PROVIDED PASSAGE –
MedicalXpress Breaking News-and-Events Jan 30, 2024

An investigation conducted by researchers at Karolinska Institutet has led to a discovery in breast cancer diagnostics and treatments that could reshape screening programs and clinical approaches. The study, published in JAMA Oncology, unravels the impact of rare genetic variants on interval breast cancers, providing new insights into tailored screening strategies.

Interval cancers, a type of breast cancer diagnosed between routine screenings, have long posed challenges due to their aggressive nature and poorer patient outcomes compared with screen-detected cancers. However, until now, the role of genetic variants in these breast cancer types has been largely unexplored.

The study, involving 4,121 breast cancer patients and 5,631 controls, meticulously examined 34 breast cancer susceptibility genes. The primary focus was to discern the influence of carrying deleterious variants on differentiating between interval cancers and screen-detected cancers, taking mammographic density into consideration.

The investigation provided two clinical take-home messages. Firstly, researchers found that protein-truncating variants (genetic mutations that shorten the protein-coding sequence) of the five major genes for breast cancer (ATM, BRCA1, BRCA2, CHEK2, and PALB2) increased the probability of being diagnosed with interval cancer. Notably, this elevated risk was predominantly attributed to variants in BRCA1/2 and PALB2.

"Women with a family history of breast cancer, in combination with genetic variants in any of these five genes, were four times more likely to develop interval cancer compared with screen-detected breast cancer, suggesting that further large-scale sequencing efforts are necessary to uncover the full genetic contribution of the observed interaction," says first author Juan Rodriguez, post-doctoral researcher at the Department of Medical Epidemiology and Biostatistics.

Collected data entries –
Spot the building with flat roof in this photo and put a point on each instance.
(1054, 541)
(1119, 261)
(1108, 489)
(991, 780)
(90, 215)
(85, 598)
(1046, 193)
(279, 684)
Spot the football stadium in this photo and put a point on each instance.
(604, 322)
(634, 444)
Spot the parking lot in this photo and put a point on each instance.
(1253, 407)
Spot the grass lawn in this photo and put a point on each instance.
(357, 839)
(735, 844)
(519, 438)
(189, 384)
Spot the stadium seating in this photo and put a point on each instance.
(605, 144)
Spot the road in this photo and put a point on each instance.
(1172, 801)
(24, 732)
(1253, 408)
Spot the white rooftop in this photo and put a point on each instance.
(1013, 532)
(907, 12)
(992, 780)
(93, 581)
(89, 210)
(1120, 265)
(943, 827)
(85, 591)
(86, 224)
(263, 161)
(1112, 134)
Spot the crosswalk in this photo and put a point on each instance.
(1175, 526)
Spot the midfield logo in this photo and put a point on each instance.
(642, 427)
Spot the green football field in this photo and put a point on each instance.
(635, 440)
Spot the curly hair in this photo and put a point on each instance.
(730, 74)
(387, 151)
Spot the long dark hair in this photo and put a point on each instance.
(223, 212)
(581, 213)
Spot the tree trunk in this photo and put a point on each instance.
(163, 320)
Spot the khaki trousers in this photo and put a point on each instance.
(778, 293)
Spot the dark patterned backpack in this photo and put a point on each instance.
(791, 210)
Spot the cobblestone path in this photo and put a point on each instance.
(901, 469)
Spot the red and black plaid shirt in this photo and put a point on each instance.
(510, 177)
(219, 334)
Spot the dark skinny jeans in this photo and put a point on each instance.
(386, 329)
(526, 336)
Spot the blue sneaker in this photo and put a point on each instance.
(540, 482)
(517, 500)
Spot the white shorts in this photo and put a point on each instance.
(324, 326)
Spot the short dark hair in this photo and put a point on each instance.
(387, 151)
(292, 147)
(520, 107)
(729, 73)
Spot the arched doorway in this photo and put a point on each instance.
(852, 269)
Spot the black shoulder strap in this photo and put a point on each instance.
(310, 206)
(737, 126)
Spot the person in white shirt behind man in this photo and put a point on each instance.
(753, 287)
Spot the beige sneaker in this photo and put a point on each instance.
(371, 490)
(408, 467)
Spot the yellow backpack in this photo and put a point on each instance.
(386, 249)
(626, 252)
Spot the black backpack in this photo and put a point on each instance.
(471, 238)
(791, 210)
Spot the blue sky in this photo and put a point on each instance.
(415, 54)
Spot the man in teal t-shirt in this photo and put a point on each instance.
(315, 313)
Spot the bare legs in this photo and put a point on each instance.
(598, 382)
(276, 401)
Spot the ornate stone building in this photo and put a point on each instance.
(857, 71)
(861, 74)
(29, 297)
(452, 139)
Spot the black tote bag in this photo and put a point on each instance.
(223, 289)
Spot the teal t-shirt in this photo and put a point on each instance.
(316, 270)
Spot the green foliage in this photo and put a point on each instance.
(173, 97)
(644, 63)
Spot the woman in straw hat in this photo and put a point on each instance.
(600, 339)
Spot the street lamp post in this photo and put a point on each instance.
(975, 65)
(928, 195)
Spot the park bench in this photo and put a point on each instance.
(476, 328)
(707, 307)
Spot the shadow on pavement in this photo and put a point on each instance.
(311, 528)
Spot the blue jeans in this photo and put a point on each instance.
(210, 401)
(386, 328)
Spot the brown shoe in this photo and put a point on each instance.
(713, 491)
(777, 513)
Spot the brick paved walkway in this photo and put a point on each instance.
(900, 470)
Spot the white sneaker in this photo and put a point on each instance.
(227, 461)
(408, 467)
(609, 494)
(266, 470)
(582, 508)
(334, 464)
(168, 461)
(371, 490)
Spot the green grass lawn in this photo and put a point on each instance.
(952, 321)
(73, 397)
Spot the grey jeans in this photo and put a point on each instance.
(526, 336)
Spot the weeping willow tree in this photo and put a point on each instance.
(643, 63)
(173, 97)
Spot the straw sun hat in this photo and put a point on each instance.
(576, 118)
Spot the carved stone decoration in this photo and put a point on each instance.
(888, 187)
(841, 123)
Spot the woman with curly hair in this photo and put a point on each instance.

REQUIRED ACTION 1 –
Decide whether each statement agrees with the interval breast cancer article, giving yes or no and the deciding words quoted from the article: (a) The study appeared in JAMA Oncology. (b) The study examined 34 breast cancer susceptibility genes. (c) The elevated risk came mainly from variants in ATM and CHEK2.
REQUIRED ACTION 2 –
List the five major breast cancer genes that the interval breast cancer article names.
REQUIRED ACTION 3 –
Resume the interval breast cancer article from the point where it stops.
The material above is separate from the interval breast cancer article.

ANSWER SPACE 1 –
(a) Yes: "The study, published in JAMA Oncology"
(b) Yes: "meticulously examined 34 breast cancer susceptibility genes"
(c) No: "this elevated risk was predominantly attributed to variants in BRCA1/2 and PALB2"

ANSWER SPACE 2 –
ATM, BRCA1, BRCA2, CHEK2, PALB2

ANSWER SPACE 3 –
Secondly, if a patient received a diagnosis of interval cancer, carriers of deleterious variants in any of these five genes had significantly worse survival compared with women not carrying any of them.

According to the researchers, this is the first report looking into the genetic differences between screen-detected and interval cancers using the five major genes for breast cancer. The results suggest that screen-detected and interval cancers are indeed distinct in both underlying genetics and biology, thus providing valuable information for identifying women who are at very high risk for developing aggressive breast cancer.

"These results show novel and important insights into the genomic differences between interval and screen-detected breast cancer," stated Juan Rodriguez. "Our work clarifies the picture of what type of breast cancer is likely to evade detection in population-based screening programs, with potential applicability in clinical care and in future optimizations of screening programs aimed at lowering mortality."

"Enriching the capacity to detect breast cancer at an earlier stage will ultimately lead to better treatment outcomes, an improved quality of life for affected women, and a reduction in the financial burden on the health care system," says the study's last author, Professor Kamila Czene at the same department.